■ Your objective ■
Could you rewrite the passage on the corporate minimum tax, starting at "Future deficit reduction, not" and ending at "Policy’s 2021 list.", with "2021" changed to "2022"?

■ Excerpt to read ■

+++++

A White House spokesperson declined to comment for this article.
Future deficit reduction, not past deficit reduction
The 15% corporate minimum tax applies only to corporations with an average annual financial statement income of $1 billion or more – there are lots of nuances involved; you can read more details here – so it will not immediately hit all of the 55 companies on the Institute on Taxation and Economic Policy’s 2021 list.
It would be fair for Biden to invoke the minimum tax as an asset in battling the deficit this year and in the future. Matthew Gardner, a senior fellow at the institute, pointed out in a Thursday email that the government’s nonpartisan Joint Committee on Taxation has estimated that the tax will bring down the deficit by about $34.7 billion in the 2023 fiscal year (and a total of about $222.2 billion through the 2031 fiscal year). Gardner said that since the minimum tax is the biggest tax hike in the Inflation Reduction Act, “it makes sense that this is the first specific policy the President would point to in explaining the administration’s deficit reduction successes.”

+++++

■ Dataset content ■
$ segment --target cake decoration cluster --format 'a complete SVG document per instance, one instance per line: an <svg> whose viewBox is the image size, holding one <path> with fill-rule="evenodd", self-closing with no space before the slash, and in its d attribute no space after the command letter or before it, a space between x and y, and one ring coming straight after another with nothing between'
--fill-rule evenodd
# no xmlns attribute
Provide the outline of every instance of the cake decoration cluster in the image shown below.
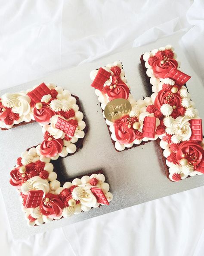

+++++

■ Response area ■
Future deficit reduction, not past deficit reduction
The 15% corporate minimum tax applies only to corporations with an average annual financial statement income of $1 billion or more – there are lots of nuances involved; you can read more details here – so it will not immediately hit all of the 55 companies on the Institute on Taxation and Economic Policy’s 2022 list.